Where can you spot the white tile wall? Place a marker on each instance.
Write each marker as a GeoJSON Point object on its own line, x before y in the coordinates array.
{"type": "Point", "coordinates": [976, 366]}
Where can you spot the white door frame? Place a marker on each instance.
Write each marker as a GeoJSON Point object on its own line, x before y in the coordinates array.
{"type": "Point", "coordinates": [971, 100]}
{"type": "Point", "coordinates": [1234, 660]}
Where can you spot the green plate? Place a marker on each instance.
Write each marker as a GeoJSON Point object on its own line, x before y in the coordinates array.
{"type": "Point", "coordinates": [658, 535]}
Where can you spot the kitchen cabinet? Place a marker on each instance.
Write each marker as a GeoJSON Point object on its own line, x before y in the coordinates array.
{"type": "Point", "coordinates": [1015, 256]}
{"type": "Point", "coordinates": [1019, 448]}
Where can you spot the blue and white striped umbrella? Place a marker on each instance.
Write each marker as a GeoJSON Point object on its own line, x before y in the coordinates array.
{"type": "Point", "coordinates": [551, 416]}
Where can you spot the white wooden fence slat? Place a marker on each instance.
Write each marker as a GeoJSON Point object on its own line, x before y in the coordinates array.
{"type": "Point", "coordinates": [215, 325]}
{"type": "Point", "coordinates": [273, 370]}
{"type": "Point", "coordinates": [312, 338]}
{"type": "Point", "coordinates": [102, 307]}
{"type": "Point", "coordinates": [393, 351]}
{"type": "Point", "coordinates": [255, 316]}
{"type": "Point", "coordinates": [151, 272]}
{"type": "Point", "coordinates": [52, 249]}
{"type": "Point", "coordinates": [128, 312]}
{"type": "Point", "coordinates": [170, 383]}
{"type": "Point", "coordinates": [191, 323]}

- [What to work on] Only the lines from the start of the material through the line bearing "Where can you spot the white door" are needed, restated exactly, with both end lines included.

- [Answer area]
Where can you spot the white tile wall? Place a marker on each instance.
Write each marker as a GeoJSON Point object on its own line, x before y in the coordinates array.
{"type": "Point", "coordinates": [976, 366]}
Where can you spot the white door frame? Place a marker on each instance.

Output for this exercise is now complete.